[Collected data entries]
-*-

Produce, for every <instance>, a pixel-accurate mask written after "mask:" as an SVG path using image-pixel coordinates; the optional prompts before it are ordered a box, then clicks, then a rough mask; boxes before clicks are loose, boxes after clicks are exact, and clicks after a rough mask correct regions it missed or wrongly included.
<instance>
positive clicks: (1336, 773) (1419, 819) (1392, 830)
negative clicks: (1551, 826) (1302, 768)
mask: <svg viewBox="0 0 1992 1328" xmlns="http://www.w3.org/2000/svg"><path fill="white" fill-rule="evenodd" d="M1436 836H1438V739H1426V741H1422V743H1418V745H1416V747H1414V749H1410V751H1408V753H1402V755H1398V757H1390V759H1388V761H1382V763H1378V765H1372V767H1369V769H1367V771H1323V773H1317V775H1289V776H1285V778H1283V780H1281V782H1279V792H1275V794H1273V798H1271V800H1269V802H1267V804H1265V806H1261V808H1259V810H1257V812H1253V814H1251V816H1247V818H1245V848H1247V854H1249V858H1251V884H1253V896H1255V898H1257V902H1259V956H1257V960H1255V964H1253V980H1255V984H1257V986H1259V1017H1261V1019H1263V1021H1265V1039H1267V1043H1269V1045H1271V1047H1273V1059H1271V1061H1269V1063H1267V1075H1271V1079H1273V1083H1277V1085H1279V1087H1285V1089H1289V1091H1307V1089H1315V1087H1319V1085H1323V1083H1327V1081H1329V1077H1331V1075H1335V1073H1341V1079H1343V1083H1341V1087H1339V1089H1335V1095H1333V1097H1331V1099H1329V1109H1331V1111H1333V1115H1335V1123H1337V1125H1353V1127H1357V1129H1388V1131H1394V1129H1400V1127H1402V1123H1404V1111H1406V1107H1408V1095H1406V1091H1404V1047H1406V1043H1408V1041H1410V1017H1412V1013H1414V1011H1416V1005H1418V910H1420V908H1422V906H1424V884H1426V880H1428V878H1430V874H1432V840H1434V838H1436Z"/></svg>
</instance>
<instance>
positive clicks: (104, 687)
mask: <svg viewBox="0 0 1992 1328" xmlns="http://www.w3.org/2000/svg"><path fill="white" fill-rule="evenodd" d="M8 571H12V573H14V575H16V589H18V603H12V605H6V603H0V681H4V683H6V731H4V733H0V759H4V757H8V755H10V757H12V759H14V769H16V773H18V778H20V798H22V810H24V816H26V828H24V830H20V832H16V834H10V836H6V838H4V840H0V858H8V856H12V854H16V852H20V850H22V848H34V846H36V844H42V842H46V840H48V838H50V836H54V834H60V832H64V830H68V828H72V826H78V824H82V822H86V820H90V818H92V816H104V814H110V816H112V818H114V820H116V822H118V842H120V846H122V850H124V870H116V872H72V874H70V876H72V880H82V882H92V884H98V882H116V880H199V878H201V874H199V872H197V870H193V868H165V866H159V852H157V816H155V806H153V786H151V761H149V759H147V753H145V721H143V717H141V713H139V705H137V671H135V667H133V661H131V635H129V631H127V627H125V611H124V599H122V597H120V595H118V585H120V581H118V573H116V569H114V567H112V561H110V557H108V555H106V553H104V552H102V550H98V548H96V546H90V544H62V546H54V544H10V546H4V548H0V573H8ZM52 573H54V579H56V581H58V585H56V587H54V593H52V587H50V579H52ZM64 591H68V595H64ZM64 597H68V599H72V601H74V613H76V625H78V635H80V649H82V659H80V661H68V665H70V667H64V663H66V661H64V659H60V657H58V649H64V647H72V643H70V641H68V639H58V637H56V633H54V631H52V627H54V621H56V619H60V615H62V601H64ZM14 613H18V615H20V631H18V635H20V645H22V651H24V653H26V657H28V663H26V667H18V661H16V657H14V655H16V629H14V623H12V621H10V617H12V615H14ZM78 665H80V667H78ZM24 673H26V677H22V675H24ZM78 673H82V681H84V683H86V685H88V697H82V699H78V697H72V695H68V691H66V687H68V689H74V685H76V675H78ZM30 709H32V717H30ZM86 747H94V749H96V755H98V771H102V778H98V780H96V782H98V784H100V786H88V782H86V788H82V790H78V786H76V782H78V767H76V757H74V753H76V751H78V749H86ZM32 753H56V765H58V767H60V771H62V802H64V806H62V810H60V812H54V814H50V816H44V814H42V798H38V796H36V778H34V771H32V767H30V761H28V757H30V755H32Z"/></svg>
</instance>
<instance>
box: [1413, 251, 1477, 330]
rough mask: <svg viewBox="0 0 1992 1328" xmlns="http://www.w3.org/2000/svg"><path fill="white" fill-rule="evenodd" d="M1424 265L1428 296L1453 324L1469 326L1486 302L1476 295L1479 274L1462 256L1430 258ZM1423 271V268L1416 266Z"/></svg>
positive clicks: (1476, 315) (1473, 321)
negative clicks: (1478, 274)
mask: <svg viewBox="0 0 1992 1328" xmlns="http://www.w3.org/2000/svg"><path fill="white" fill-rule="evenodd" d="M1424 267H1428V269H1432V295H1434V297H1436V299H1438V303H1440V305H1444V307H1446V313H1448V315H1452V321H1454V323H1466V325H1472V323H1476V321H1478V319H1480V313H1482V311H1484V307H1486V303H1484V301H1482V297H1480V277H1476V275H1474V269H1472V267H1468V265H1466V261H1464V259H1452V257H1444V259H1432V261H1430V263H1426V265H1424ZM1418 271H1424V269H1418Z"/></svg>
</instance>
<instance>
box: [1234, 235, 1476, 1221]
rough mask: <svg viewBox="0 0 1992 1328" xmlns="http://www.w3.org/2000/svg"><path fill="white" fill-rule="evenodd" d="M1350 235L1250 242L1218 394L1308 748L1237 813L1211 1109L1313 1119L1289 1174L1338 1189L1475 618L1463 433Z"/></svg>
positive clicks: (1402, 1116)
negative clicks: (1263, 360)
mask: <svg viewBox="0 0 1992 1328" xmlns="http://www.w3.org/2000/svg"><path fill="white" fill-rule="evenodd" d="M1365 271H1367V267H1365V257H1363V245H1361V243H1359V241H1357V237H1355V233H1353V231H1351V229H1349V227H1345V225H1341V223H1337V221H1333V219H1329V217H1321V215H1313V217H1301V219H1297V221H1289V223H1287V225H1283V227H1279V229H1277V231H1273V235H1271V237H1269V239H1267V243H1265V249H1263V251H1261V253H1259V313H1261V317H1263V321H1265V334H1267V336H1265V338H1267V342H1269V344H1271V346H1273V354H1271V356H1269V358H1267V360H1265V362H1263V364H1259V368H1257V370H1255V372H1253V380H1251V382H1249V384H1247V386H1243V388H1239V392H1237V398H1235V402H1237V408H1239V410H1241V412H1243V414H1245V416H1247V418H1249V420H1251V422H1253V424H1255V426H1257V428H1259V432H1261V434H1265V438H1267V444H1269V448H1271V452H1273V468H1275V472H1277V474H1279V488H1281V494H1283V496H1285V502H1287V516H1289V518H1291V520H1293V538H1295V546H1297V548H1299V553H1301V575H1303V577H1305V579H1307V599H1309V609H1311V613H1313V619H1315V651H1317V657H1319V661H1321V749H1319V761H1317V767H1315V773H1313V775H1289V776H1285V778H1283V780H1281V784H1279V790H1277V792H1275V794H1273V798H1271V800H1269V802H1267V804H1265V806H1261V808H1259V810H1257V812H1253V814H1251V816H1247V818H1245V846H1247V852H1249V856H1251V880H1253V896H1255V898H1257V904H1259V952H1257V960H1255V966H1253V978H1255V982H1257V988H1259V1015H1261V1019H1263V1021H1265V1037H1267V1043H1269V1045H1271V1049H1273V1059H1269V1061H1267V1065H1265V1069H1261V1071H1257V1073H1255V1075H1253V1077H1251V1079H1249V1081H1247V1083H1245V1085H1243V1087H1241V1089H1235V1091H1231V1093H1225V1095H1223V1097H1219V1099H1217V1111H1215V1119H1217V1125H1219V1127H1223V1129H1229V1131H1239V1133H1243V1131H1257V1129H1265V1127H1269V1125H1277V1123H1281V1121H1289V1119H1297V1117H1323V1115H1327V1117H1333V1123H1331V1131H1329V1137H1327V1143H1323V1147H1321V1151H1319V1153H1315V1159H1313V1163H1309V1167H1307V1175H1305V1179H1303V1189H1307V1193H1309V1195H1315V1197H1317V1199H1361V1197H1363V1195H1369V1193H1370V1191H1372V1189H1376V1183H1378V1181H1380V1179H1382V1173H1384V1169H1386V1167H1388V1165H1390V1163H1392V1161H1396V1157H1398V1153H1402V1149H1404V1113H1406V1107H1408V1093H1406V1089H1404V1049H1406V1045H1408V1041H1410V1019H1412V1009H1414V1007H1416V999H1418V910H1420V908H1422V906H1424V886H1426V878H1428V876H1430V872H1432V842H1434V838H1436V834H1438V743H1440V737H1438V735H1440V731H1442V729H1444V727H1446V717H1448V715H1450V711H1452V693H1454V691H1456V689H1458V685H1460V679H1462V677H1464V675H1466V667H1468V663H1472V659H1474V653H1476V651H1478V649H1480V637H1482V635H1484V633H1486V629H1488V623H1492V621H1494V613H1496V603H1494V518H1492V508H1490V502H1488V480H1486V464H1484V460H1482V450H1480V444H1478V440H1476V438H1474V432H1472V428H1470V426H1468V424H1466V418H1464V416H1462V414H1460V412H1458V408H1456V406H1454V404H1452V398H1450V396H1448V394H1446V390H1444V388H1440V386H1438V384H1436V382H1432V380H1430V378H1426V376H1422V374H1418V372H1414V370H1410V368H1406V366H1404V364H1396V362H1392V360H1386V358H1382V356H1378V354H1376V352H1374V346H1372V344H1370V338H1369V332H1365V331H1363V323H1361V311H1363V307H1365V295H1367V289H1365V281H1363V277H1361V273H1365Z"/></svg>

-*-

YOUR GOAL -> Copy the lines above exactly, beginning at the line that has "positive clicks: (104, 687)" and stopping after the line that has "positive clicks: (1476, 315) (1473, 321)", and omit the rest.

WORKED SOLUTION ->
positive clicks: (104, 687)
mask: <svg viewBox="0 0 1992 1328" xmlns="http://www.w3.org/2000/svg"><path fill="white" fill-rule="evenodd" d="M8 571H12V573H14V575H16V589H18V603H12V605H6V603H0V681H4V683H6V731H4V733H0V759H4V757H8V755H10V757H12V759H14V769H16V773H18V778H20V798H22V810H24V816H26V828H24V830H20V832H16V834H10V836H6V838H4V840H0V858H8V856H12V854H16V852H20V850H22V848H34V846H36V844H42V842H46V840H48V838H50V836H54V834H60V832H64V830H68V828H72V826H78V824H82V822H86V820H90V818H92V816H104V814H110V816H112V818H114V820H116V822H118V842H120V846H122V850H124V870H116V872H72V874H70V876H72V880H82V882H92V884H98V882H116V880H199V878H201V874H199V872H197V870H193V868H165V866H159V852H157V816H155V806H153V786H151V761H149V759H147V753H145V721H143V717H141V713H139V705H137V671H135V667H133V661H131V635H129V631H127V627H125V611H124V599H122V597H120V595H118V585H120V581H118V573H116V569H114V567H112V561H110V557H108V555H106V553H104V552H102V550H98V548H96V546H90V544H62V546H54V544H10V546H4V548H0V573H8ZM52 573H54V579H56V581H58V585H56V587H54V593H52V587H50V579H52ZM64 591H68V595H64ZM64 597H68V599H72V601H74V613H76V625H78V635H80V649H82V659H80V661H68V665H70V667H64V663H66V661H64V659H60V657H58V649H64V647H72V643H70V641H68V639H58V637H56V633H54V631H52V627H54V621H56V619H60V615H62V601H64ZM14 613H18V615H20V631H18V635H20V645H22V651H24V653H26V657H28V663H26V667H18V661H16V657H14V655H16V629H14V623H12V621H10V617H12V615H14ZM78 665H80V667H78ZM24 673H26V677H22V675H24ZM78 673H82V681H84V683H86V685H88V697H82V699H78V697H72V695H68V691H66V687H68V689H74V685H76V675H78ZM30 709H32V717H30ZM86 747H94V749H96V755H98V771H102V778H98V780H96V782H98V784H100V786H88V782H86V788H82V790H78V786H76V782H78V767H76V757H74V753H76V751H78V749H86ZM32 753H56V765H58V767H60V771H62V802H64V806H62V810H60V812H54V814H50V816H44V814H42V798H38V796H36V778H34V771H32V767H30V761H28V757H30V755H32Z"/></svg>
</instance>
<instance>
box: [1413, 251, 1477, 330]
rough mask: <svg viewBox="0 0 1992 1328" xmlns="http://www.w3.org/2000/svg"><path fill="white" fill-rule="evenodd" d="M1424 265L1428 296L1453 324L1469 326L1486 302L1476 295L1479 274L1462 256L1430 258ZM1423 271V268L1416 266Z"/></svg>
positive clicks: (1476, 315) (1473, 321)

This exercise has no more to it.